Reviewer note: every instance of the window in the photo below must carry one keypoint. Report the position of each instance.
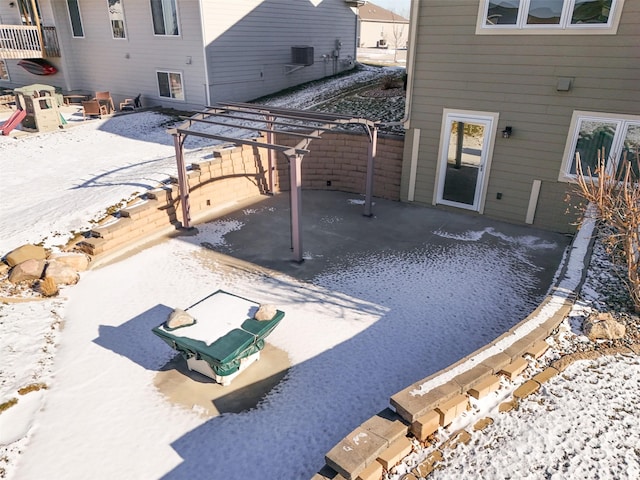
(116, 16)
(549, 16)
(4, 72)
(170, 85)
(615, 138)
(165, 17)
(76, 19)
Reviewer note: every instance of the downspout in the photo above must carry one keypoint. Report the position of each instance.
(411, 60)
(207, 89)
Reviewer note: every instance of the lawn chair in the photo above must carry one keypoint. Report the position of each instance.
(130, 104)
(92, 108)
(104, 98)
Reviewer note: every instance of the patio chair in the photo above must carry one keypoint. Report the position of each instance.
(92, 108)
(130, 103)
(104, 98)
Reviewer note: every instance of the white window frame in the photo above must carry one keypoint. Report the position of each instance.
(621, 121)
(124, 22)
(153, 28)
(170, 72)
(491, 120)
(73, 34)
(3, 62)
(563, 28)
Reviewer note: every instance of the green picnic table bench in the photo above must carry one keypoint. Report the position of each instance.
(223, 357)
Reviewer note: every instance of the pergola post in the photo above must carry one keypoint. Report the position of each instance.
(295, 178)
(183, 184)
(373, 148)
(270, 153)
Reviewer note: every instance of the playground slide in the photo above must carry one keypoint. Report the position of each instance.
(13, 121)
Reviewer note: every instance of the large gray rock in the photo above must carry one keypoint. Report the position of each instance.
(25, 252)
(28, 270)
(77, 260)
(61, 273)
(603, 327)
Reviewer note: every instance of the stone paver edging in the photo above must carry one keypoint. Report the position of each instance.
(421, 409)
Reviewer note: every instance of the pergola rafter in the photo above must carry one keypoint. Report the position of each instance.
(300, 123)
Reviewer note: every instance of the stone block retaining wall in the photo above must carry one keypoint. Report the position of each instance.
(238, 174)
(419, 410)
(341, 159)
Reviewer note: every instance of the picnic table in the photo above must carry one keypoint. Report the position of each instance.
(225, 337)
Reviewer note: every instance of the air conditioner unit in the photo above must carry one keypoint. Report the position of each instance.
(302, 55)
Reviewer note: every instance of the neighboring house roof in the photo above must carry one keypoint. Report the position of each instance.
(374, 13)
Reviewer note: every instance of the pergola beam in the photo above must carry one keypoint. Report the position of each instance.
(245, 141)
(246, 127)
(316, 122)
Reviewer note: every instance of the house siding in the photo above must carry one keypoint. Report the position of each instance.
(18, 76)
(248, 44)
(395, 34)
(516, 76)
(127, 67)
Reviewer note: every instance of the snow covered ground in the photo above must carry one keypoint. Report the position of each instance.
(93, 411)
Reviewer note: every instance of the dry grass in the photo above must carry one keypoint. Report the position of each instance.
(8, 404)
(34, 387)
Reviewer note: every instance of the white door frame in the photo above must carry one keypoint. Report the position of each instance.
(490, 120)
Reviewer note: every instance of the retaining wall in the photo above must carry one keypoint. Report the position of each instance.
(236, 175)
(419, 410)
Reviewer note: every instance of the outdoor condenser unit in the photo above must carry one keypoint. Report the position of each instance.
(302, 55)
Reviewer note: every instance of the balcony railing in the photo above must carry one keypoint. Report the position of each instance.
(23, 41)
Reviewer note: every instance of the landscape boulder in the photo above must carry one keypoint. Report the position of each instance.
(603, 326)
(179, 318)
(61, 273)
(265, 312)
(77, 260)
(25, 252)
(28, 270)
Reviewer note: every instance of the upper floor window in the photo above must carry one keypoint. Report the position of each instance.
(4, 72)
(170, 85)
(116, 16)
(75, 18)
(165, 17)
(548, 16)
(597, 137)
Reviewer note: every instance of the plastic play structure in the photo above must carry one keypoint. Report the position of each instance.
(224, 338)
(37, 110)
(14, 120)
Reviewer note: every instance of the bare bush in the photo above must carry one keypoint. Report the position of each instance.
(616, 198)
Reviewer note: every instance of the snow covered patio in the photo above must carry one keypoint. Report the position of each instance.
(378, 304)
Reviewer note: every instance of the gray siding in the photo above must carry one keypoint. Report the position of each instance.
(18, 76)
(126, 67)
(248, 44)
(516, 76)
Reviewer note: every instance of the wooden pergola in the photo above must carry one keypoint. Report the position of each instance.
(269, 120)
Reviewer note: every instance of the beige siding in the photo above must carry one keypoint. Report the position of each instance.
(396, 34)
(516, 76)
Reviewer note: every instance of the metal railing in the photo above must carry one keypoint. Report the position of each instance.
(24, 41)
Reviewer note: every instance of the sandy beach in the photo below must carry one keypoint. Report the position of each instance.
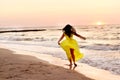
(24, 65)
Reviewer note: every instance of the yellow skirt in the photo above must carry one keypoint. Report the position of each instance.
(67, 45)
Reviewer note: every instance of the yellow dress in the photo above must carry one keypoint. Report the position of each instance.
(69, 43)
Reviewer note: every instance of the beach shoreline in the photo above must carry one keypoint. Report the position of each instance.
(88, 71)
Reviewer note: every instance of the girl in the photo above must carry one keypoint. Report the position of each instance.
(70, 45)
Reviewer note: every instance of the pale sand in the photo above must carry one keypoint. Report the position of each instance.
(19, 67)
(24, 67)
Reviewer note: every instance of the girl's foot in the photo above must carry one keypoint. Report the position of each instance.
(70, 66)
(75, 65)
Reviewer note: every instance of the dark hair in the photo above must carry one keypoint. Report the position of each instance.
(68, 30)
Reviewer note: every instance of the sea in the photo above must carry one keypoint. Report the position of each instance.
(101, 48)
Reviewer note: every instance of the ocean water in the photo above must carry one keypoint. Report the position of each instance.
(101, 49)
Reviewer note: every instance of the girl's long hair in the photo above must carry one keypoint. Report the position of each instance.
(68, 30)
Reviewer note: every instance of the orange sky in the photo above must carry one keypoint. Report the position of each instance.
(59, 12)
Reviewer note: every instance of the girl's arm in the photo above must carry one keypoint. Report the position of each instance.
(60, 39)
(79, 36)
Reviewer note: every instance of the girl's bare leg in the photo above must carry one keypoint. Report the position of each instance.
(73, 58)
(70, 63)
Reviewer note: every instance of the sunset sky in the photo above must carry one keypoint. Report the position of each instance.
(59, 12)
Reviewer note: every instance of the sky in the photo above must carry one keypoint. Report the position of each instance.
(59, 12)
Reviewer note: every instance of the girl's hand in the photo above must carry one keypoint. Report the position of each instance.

-=-=-

### THE EXERCISE
Copy out the whole listing exactly, and don't carry over any pictures.

### RESULT
Reviewer note: every instance of the window in the photo below must carry one keypoint. Report the position of each instance.
(116, 16)
(549, 16)
(4, 72)
(170, 85)
(615, 138)
(165, 17)
(76, 19)
Reviewer note: every instance of the downspout in the photo above must carry one keypoint. Report the position of each instance.
(411, 60)
(207, 89)
Reviewer note: every instance of the lawn chair in the photo above must carry one keypoint. Report the position of each instance.
(130, 104)
(92, 108)
(104, 98)
Reviewer note: every instance of the patio chair in the photo above must carry one keypoint. Report the position of each instance.
(92, 108)
(130, 103)
(104, 98)
Reviewer note: every instance of the white window frame in the photo above must carry one keypoint. Report the position of each instance.
(621, 121)
(124, 22)
(153, 28)
(170, 72)
(491, 120)
(73, 34)
(3, 62)
(563, 28)
Reviewer note: every instance of the green picnic table bench in the photo above must carry one keypoint. Report the position of each instance.
(223, 357)
Reviewer note: every instance of the pergola post in the photo above must carry one keypoint. Report the position of each instance.
(295, 178)
(183, 184)
(373, 148)
(270, 153)
Reviewer note: every instance of the playground slide in the photo above must carry one keypoint. Report the position of each instance.
(13, 121)
Reviewer note: every instance of the large gray rock in the photo above must carry one keypoint. Report the position of each instance.
(25, 252)
(28, 270)
(77, 260)
(61, 273)
(603, 327)
Reviewer note: every instance of the stone paver edging in the photo above must carry one keypoint. Report the position of each instance.
(421, 409)
Reviewer note: every instance of the pergola rafter in the photo above must carry one keypoint. Report the position of each instance.
(300, 123)
Reviewer note: every instance of the stone block retaining wall in the photo above must carry one keypoint. Report the position of each instance.
(238, 174)
(419, 410)
(341, 159)
Reviewer note: every instance of the picnic table in the photo above must carry one keypoint. Report the position of each instance.
(225, 337)
Reviewer note: every instance of the air conditioner unit in the photo above must carry one keypoint. Report the position of each instance.
(302, 55)
Reviewer note: every instance of the neighboring house roof in the photo above must carry one keypoint. Report the position of each instance.
(374, 13)
Reviewer note: every instance of the pergola beam in the photo above must carry one keypoint. Report the position of each instance.
(245, 141)
(246, 127)
(316, 122)
Reviewer note: every instance of the house siding in the photo above must carry one keypoint. Report the position of each instance.
(18, 76)
(248, 44)
(395, 34)
(516, 76)
(127, 67)
Reviewer note: every instance of the snow covered ground in the photo above must carry one keypoint. Report the position of each instance.
(93, 411)
Reviewer note: every instance of the dry grass in the photo above must carry one keypoint. Report the position of each instance.
(8, 404)
(34, 387)
Reviewer note: every instance of the white door frame in the photo above must carry one keypoint. Report the position of each instance.
(490, 120)
Reviewer note: every instance of the retaining wall in the photo above must carry one keypoint. Report the position of each instance.
(236, 175)
(419, 410)
Reviewer note: every instance of the outdoor condenser unit in the photo above must carry one keypoint. Report the position of each instance.
(302, 55)
Reviewer note: every instance of the balcony railing in the photo above must carry one keypoint. Report the position of each instance.
(23, 41)
Reviewer note: every instance of the landscape boulder in the photo above must carry one keypoint. Report the position of each instance.
(603, 326)
(179, 318)
(61, 273)
(265, 312)
(77, 260)
(25, 252)
(28, 270)
Reviewer note: every instance of the upper floor window in the photo above must carry one keypoint. Report the position of each instance.
(4, 72)
(170, 85)
(116, 16)
(75, 18)
(165, 17)
(548, 16)
(597, 137)
Reviewer note: every instance of the plastic play structure in the photo above must carry one keypoint. Report the position of each instance.
(224, 338)
(37, 110)
(14, 120)
Reviewer note: every instance of the bare bush in the photo above must carry one keypoint. Report the position of each instance.
(616, 198)
Reviewer note: every instance of the snow covered patio in the photo above must carry one keypoint. Report the position of each instance.
(378, 304)
Reviewer note: every instance of the gray siding in the photo above must carry one keypoint. Report the position of each instance.
(18, 76)
(126, 67)
(248, 44)
(516, 76)
Reviewer note: every instance of the wooden pergola in the photo above must carry one keypoint. Report the position of each instance.
(269, 120)
Reviewer note: every instance of the beige siding in the photo above must carry one keypoint. Report the position of each instance.
(396, 34)
(516, 76)
Reviewer note: every instance of the metal railing in the photo above must carry one keypoint. Report the position of each instance.
(24, 41)
Reviewer note: every instance of the sandy beach in the photo below must carry one keypoint. Report the position of each instance.
(24, 65)
Reviewer note: every instance of the yellow skirt in the photo above must carry one keypoint. Report the position of each instance.
(67, 45)
Reviewer note: every instance of the yellow dress in the photo above must carry one keypoint. Report the position of each instance.
(69, 43)
Reviewer note: every instance of the beach shoreline in the photo above must carry one keypoint. Report the position of each instance.
(88, 71)
Reviewer note: every instance of the girl in the photo above must carry one keypoint. Report the position of each instance.
(70, 45)
Reviewer note: every instance of the pale sand in the photo above must carry one keypoint. Report the position of each instance.
(19, 67)
(24, 67)
Reviewer note: every instance of the girl's foot in the photo above must carry one keypoint. Report the position of each instance.
(70, 66)
(75, 65)
Reviewer note: every instance of the dark hair in the photo above must carry one keypoint. Report the position of each instance.
(68, 30)
Reviewer note: every instance of the sea in the photo above must carry one keypoint. Report the position of each instance.
(101, 48)
Reviewer note: every instance of the ocean water in the photo above must carry one keypoint. Report the position of each instance.
(101, 49)
Reviewer note: every instance of the girl's long hair in the photo above must carry one keypoint. Report the position of each instance.
(68, 30)
Reviewer note: every instance of the orange sky in the photo above must carry one keypoint. Report the position of each instance.
(59, 12)
Reviewer note: every instance of the girl's arm in the photo above must carry one keypoint. Report the position of each instance.
(60, 39)
(79, 36)
Reviewer note: every instance of the girl's bare leg in the photo above must carry one keypoint. Report the position of each instance.
(73, 58)
(70, 63)
Reviewer note: every instance of the sunset sky in the photo above must carry one keypoint. Report the position of each instance.
(59, 12)
Reviewer note: every instance of the sky in the photo above must carry one keypoint. Report the position of each instance.
(59, 12)
Reviewer note: every instance of the girl's hand in the photo above must carry one keypoint. Report the position of each instance.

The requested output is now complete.